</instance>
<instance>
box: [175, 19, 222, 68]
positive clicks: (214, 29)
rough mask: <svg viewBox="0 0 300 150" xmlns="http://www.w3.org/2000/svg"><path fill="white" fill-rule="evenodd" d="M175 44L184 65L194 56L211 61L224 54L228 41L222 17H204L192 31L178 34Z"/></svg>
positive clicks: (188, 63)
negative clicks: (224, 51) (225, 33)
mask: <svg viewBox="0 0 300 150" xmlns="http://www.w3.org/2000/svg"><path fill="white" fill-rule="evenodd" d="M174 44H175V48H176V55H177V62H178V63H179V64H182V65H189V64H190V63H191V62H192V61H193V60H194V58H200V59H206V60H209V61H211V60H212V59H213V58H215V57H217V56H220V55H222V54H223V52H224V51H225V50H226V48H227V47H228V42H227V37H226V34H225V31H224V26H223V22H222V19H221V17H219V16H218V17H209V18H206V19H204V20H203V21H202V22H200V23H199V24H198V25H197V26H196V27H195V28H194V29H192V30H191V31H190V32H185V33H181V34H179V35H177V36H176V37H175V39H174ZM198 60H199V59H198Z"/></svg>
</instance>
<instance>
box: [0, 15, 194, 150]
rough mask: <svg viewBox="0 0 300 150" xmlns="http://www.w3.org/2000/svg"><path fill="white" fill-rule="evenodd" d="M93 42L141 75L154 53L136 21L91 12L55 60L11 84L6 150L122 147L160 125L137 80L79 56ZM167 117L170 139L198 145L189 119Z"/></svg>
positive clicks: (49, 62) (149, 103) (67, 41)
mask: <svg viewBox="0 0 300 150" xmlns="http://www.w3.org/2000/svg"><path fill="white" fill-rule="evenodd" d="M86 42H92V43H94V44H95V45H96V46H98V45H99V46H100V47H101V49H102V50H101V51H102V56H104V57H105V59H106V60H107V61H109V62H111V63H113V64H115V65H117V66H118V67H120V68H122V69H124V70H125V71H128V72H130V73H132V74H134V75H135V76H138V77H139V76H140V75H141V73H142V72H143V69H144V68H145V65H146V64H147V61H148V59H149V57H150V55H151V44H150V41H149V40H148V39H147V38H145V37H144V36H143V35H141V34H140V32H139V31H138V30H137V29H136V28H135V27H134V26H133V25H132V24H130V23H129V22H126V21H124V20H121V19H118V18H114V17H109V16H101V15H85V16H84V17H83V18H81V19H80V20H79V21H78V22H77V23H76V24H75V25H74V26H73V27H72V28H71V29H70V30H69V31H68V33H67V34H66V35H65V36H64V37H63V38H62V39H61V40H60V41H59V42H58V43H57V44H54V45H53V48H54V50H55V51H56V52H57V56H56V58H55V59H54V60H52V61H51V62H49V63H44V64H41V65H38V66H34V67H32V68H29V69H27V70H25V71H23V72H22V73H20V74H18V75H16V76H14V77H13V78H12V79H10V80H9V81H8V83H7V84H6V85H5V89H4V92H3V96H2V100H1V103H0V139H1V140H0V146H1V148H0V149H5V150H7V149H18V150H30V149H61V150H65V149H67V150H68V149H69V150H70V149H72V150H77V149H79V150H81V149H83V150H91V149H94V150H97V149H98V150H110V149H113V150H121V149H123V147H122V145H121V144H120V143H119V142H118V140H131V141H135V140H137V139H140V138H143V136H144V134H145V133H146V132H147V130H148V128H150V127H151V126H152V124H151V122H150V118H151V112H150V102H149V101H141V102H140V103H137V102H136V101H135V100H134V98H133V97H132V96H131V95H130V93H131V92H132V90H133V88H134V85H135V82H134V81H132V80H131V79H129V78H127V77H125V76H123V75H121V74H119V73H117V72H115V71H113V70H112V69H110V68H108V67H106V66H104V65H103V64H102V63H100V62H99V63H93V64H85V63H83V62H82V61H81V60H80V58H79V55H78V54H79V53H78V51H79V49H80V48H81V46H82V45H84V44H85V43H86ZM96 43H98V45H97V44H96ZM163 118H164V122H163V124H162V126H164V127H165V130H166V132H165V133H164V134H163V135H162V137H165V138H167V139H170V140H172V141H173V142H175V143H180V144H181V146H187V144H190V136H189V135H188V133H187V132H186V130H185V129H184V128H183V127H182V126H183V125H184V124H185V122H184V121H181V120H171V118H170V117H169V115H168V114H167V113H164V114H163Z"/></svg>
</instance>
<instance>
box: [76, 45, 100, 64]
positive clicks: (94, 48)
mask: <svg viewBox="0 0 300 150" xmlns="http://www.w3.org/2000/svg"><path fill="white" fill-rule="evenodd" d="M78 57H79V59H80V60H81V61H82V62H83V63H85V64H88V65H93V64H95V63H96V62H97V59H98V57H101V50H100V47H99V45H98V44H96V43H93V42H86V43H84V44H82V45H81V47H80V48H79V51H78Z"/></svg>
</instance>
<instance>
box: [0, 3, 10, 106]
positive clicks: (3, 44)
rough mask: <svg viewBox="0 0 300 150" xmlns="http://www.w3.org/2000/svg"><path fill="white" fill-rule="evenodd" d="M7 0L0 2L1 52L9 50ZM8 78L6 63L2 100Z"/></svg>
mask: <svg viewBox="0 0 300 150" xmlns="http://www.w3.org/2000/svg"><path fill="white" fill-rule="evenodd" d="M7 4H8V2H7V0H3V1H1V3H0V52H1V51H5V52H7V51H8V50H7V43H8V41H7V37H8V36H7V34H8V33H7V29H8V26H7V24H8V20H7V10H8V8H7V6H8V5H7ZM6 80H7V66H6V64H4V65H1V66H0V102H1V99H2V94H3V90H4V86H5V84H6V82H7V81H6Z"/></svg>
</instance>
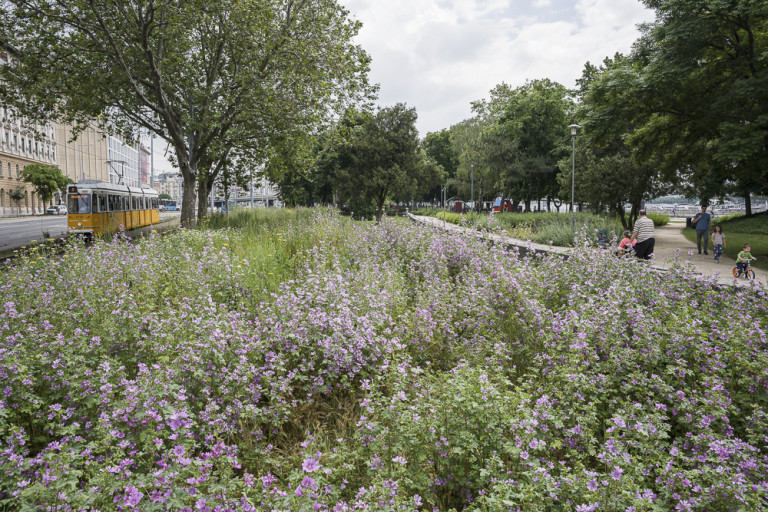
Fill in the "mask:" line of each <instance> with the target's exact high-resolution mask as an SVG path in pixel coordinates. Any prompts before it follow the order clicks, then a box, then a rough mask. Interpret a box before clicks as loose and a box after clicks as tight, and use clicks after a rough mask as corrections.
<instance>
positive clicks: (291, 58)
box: [0, 0, 370, 224]
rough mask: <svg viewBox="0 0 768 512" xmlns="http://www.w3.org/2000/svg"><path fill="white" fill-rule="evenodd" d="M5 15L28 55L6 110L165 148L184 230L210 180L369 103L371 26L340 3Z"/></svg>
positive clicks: (197, 1)
mask: <svg viewBox="0 0 768 512" xmlns="http://www.w3.org/2000/svg"><path fill="white" fill-rule="evenodd" d="M2 15H3V19H4V23H2V24H0V29H1V30H2V32H3V33H2V37H3V38H4V39H5V40H6V41H7V42H8V43H9V44H10V45H12V46H13V47H14V48H15V50H16V52H17V54H16V59H15V60H13V61H12V64H11V65H9V66H2V67H0V76H1V77H2V79H3V80H4V81H5V83H13V84H14V85H15V87H13V88H3V89H2V92H1V93H0V94H2V100H3V101H4V102H5V103H6V104H10V105H13V106H15V107H16V108H17V109H18V110H19V111H20V112H21V113H22V114H23V115H25V116H27V117H29V118H31V119H33V120H43V119H45V120H48V119H51V118H54V119H58V120H60V121H65V122H72V123H75V124H76V125H77V126H84V125H85V124H86V123H87V122H89V121H91V120H92V119H96V118H98V119H100V122H101V123H102V125H103V127H104V128H107V129H109V130H111V131H121V132H125V133H127V134H133V135H135V130H136V128H137V127H140V128H143V129H147V130H149V131H151V132H154V133H156V134H158V135H159V136H160V137H162V138H164V139H165V140H167V141H168V142H169V143H170V144H171V145H172V146H173V147H174V149H175V158H176V160H177V162H176V163H177V164H178V166H179V169H180V171H181V174H182V177H183V181H184V193H183V194H184V195H183V200H182V222H183V223H184V224H191V223H193V222H194V219H195V212H194V206H195V191H196V187H195V185H196V182H197V180H199V179H200V178H201V177H205V176H208V175H209V174H210V173H212V172H213V171H214V170H215V169H216V168H219V169H221V168H222V167H224V165H225V164H227V163H229V162H232V161H233V160H234V159H239V160H240V161H249V162H255V161H258V160H260V159H262V158H263V157H264V155H265V154H268V151H266V150H265V148H269V147H270V145H273V144H280V142H281V141H283V140H285V139H284V138H283V139H280V138H279V136H280V135H281V134H283V133H284V132H285V131H286V130H288V128H287V127H290V130H299V131H309V130H314V129H315V127H316V125H317V123H318V122H319V121H320V120H322V119H324V118H327V117H328V114H329V113H330V112H333V111H337V112H338V111H340V110H341V109H342V108H344V107H345V106H346V105H347V104H348V103H349V102H351V101H357V100H359V99H361V98H362V97H364V96H366V95H367V94H368V93H369V92H370V88H369V87H368V84H367V79H366V75H367V71H368V61H369V59H368V57H367V55H366V54H365V52H364V51H363V50H362V49H361V48H359V47H358V46H356V45H354V44H353V43H352V39H353V38H354V36H355V35H356V34H357V31H358V29H359V27H360V24H359V23H358V22H355V21H353V20H351V19H350V18H349V14H348V11H347V10H345V9H344V8H343V7H342V6H340V5H339V4H338V3H337V1H336V0H313V1H309V0H296V1H294V0H280V1H276V2H275V1H268V0H218V1H216V2H210V1H208V0H181V1H177V0H138V1H128V0H114V1H110V2H100V3H99V2H95V3H94V2H90V1H86V0H61V1H57V2H50V1H48V0H8V1H6V2H4V3H3V4H2ZM222 162H223V164H222Z"/></svg>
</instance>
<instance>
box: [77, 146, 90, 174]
mask: <svg viewBox="0 0 768 512" xmlns="http://www.w3.org/2000/svg"><path fill="white" fill-rule="evenodd" d="M83 146H86V147H88V146H93V144H83V143H82V142H81V143H79V144H78V147H79V148H80V179H81V180H82V181H85V172H84V171H83ZM89 162H90V160H89ZM90 167H91V164H90V163H89V164H88V168H89V169H90Z"/></svg>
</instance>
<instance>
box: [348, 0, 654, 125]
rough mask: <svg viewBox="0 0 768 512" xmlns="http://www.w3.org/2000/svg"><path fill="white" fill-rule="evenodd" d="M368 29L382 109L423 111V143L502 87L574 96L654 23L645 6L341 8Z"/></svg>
mask: <svg viewBox="0 0 768 512" xmlns="http://www.w3.org/2000/svg"><path fill="white" fill-rule="evenodd" d="M340 1H341V2H342V3H343V4H344V5H346V7H347V8H348V9H349V10H350V11H351V14H352V15H353V16H355V17H356V18H358V19H359V20H361V21H362V22H363V28H362V30H361V32H360V35H359V36H358V40H357V42H358V43H359V44H361V45H362V46H363V47H364V48H365V49H366V50H367V51H368V53H369V54H370V55H371V57H372V59H373V62H372V65H371V80H372V81H373V82H378V83H380V84H381V91H380V93H379V104H380V105H382V106H390V105H393V104H395V103H396V102H405V103H407V104H408V105H409V106H412V107H416V109H417V112H418V114H419V121H418V127H419V131H420V133H421V134H422V135H424V134H426V132H428V131H436V130H440V129H442V128H447V127H449V126H451V125H452V124H455V123H457V122H459V121H461V120H463V119H466V118H467V117H470V116H471V112H470V108H469V105H470V102H471V101H474V100H478V99H481V98H484V97H487V95H488V91H489V90H490V89H491V88H493V87H494V86H495V85H497V84H499V83H501V82H507V83H509V84H511V85H513V86H517V85H522V84H524V83H525V81H526V80H531V79H537V78H550V79H551V80H555V81H557V82H560V83H562V84H563V85H565V86H567V87H573V86H574V85H575V80H576V79H577V78H579V77H580V76H581V71H582V69H583V68H584V64H585V63H586V62H587V61H590V62H592V63H598V62H601V61H602V60H603V59H604V58H605V57H607V56H612V55H613V54H614V53H616V52H617V51H619V52H628V51H629V49H630V48H631V45H632V43H633V42H634V41H635V40H636V39H637V37H638V36H639V33H638V31H637V28H636V25H637V24H638V23H641V22H645V21H650V20H652V19H653V15H652V12H651V11H648V10H646V9H645V8H644V7H643V5H642V4H641V3H640V2H639V1H638V0H577V1H576V3H575V4H574V3H573V2H571V1H568V0H525V1H523V0H513V1H510V0H466V1H461V0H386V1H381V0H340Z"/></svg>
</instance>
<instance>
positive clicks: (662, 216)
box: [648, 213, 669, 227]
mask: <svg viewBox="0 0 768 512" xmlns="http://www.w3.org/2000/svg"><path fill="white" fill-rule="evenodd" d="M648 218H649V219H651V220H652V221H653V225H654V226H657V227H658V226H666V225H667V224H669V215H664V214H663V213H649V214H648Z"/></svg>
○ ○ ○ ○ ○
__The task__: Format the lines from the start of the items through the line containing "positive clicks: (188, 63)", inclusive, as a Markdown table with the columns Row and Line. Give each line a row number and leave out any blank lines.

__Exercise answer__:
| Row | Line |
|---|---|
| 1 | </instance> |
| 2 | <instance> |
| 3 | box: [175, 19, 222, 68] |
| 4 | positive clicks: (214, 29) |
| 5 | rough mask: <svg viewBox="0 0 300 150" xmlns="http://www.w3.org/2000/svg"><path fill="white" fill-rule="evenodd" d="M175 44L184 65L194 56L211 61L224 54L228 41L222 17H204L192 31L178 34Z"/></svg> |
| 6 | positive clicks: (188, 63) |